TASK DIRECTIONS: Every line of the data below should be written out word for word.

Records from a data source:
--------------------------------

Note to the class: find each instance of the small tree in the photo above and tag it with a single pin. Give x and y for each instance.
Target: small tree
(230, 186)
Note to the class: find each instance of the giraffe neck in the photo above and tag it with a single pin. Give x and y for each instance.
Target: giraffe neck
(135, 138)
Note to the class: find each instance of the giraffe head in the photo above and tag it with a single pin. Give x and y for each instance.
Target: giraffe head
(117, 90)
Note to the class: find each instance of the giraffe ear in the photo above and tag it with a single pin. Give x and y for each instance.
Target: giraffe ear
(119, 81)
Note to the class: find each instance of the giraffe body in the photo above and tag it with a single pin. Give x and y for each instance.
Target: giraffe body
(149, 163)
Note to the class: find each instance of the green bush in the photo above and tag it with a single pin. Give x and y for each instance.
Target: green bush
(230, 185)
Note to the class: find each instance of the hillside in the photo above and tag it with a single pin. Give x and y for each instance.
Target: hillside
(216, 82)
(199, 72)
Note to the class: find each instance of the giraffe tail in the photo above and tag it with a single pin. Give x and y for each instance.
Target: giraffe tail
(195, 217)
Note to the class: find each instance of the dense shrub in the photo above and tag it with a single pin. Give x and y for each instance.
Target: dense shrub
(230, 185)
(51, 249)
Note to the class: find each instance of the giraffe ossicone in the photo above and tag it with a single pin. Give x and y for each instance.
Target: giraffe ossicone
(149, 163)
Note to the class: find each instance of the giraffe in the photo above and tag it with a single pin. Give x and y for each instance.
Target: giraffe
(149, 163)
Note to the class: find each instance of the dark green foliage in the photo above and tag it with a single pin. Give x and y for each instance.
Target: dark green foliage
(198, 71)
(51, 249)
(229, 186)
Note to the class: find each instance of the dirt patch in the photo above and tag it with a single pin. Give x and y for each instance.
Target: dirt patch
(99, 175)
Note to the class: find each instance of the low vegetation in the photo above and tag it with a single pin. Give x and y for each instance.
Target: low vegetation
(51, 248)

--------------------------------

THE ANSWER:
Note to the class: find each instance of the small tree in the photo above and tag it with a single pin. Give x and y for each instance.
Target: small tree
(230, 186)
Note to the class: find each instance of the giraffe neck in the photo above and tag it with a single pin. Give x and y for each instance.
Target: giraffe neck
(135, 138)
Note to the class: find each instance of the giraffe head in the photo above and tag it with a single pin. Give x and y for each instance.
Target: giraffe head
(117, 90)
Note to the class: find each instance of the giraffe ear in the photo above and tag it with a single pin. Give x and y for each instance.
Target: giraffe ear
(119, 81)
Note to the class: find each instance of the giraffe body in the photo above and tag it with a single pin. Give x and y for each instance.
Target: giraffe body
(149, 163)
Note to the class: find each instance of the green bush in the photo above and tag it with a single pin. Give x and y for each instance.
Target: green bush
(230, 185)
Note to the class: find each instance of the hillside in the photo above and tag it with a single pin. Give x and y for each instance.
Target: hillside
(216, 82)
(199, 72)
Note to the class: find each instance of the giraffe tail in the photo above and tag it with a single pin. Give x and y for each instance.
Target: giraffe tail
(195, 217)
Note to the class: find each instance of the dense shrub in the photo above and tag it with a single pin. Give x and y for each instance.
Target: dense shrub
(230, 185)
(51, 249)
Note to the class: find each instance of the giraffe ossicone in the photo above and tag it with a single pin. Give x and y for each instance.
Target: giraffe ossicone
(149, 163)
Note to the class: find each instance of the giraffe in the photo above and tag it with a single pin. Give x and y for each instance.
Target: giraffe
(149, 163)
Note to the class: find each instance of the dark green foliage in the photo above and tag it with a single pin. Give x and y for each instance.
Target: dark green foliage
(198, 71)
(51, 249)
(229, 186)
Note to the class: find each instance of the dirt patch in the photo above and tag it with a single pin. Give x and y for each instance.
Target: dirt patch
(99, 175)
Note to the class: find each instance of the low vegetation in the photo above and tag it with a single pin. Give x and y for each instance.
Target: low vegetation
(51, 248)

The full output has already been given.